## Written problem
Rewrite the listing from the line with "Batch processing job — object class: light" up to and including the line with "327 331 425 765", replacing "necktie" with "tie" and leaving everything else as it is. Give only those lines.

## Data supplied
★ ★ ★
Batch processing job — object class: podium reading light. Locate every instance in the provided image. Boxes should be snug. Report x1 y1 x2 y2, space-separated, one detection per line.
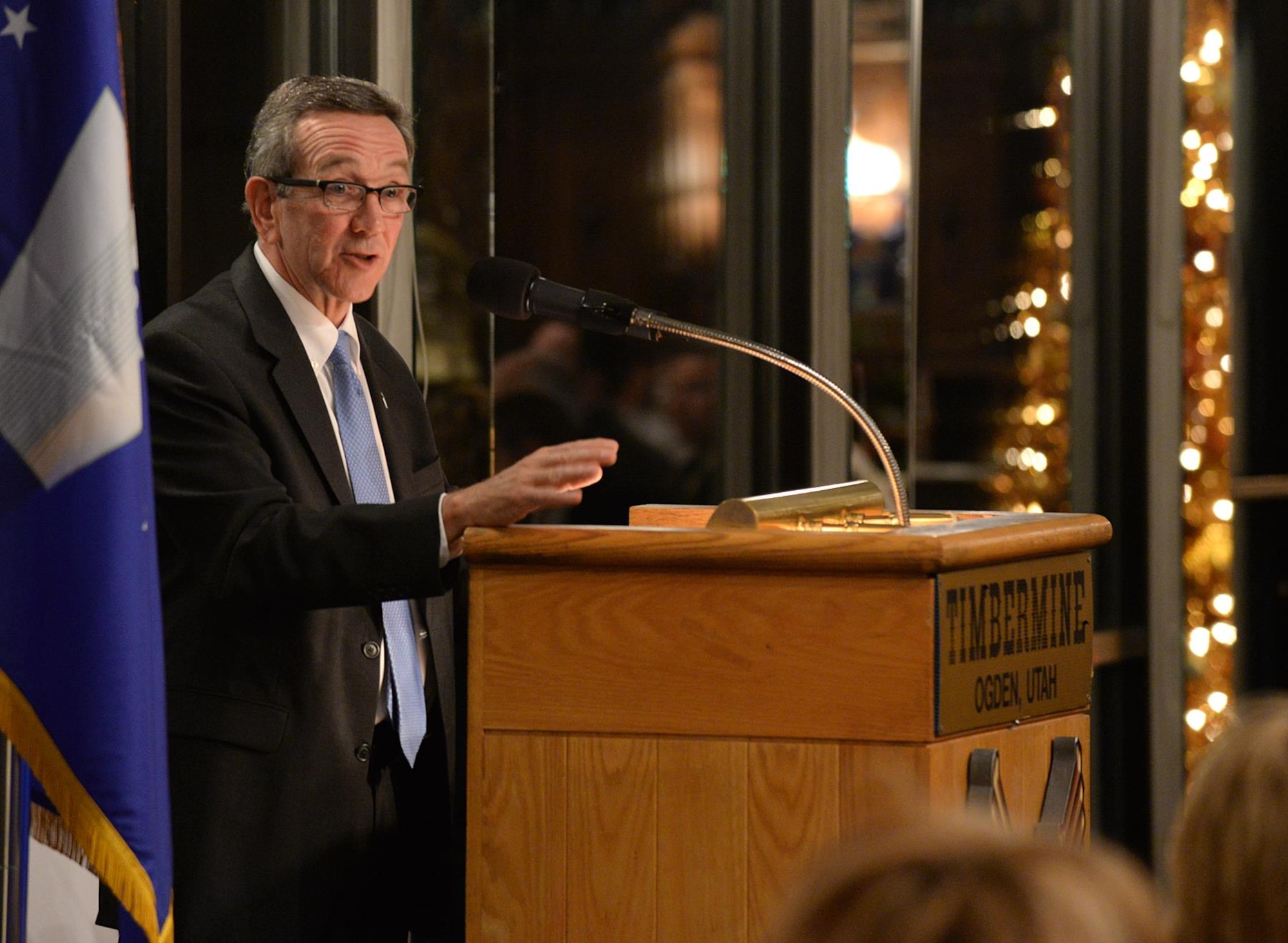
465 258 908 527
★ ★ ★
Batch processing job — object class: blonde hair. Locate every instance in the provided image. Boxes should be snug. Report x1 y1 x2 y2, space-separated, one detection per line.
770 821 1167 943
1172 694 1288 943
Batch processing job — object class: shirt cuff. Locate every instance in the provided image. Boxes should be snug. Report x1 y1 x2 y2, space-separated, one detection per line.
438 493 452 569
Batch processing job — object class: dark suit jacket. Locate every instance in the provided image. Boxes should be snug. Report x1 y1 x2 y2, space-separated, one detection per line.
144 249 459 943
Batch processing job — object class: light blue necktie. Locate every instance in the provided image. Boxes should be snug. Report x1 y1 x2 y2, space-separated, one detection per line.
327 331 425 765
★ ★ ★
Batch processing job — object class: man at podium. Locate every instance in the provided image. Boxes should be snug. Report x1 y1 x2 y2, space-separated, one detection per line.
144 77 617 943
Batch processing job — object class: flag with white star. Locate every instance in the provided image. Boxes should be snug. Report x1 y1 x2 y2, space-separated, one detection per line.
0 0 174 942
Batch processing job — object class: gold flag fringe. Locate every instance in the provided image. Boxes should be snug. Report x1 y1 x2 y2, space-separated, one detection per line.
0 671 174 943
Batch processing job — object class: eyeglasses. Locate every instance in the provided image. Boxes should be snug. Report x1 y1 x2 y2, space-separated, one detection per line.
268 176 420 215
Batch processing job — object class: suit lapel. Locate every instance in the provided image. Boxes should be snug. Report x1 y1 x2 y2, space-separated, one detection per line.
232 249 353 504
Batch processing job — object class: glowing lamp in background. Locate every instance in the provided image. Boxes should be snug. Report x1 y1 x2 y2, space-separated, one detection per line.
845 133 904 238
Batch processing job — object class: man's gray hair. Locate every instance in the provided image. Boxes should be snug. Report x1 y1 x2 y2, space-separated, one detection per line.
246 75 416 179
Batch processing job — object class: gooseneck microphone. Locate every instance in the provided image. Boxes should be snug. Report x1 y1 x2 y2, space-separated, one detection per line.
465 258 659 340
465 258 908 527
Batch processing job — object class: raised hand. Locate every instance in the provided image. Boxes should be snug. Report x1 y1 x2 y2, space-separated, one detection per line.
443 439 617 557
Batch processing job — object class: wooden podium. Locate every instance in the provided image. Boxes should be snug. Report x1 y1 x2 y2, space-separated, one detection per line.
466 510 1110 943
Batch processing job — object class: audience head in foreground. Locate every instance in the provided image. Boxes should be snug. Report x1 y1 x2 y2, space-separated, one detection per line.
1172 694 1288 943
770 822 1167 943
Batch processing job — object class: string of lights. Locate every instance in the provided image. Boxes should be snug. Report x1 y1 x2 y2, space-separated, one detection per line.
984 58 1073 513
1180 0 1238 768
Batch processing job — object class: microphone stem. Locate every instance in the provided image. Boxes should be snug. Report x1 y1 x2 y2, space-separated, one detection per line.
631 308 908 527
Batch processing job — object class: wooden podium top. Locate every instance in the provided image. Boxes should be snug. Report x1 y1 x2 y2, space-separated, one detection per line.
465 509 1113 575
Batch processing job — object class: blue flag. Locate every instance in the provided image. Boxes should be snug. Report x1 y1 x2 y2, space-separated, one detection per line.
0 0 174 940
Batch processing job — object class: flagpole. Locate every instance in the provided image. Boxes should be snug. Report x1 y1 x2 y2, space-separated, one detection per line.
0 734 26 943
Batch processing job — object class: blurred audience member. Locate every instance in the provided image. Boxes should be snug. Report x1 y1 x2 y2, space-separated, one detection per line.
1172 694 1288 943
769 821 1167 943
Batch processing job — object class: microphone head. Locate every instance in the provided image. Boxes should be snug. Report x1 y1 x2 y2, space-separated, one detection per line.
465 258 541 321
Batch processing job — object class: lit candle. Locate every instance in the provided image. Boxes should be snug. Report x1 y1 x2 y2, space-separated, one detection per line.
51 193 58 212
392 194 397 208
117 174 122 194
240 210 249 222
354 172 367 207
★ ★ ★
## Solution for this exercise
Batch processing job — object class: light blue tie. Locate every instance in the provided image. Boxes should be snug. Report x1 y1 x2 y2, space-separated, one detection per line.
327 331 425 765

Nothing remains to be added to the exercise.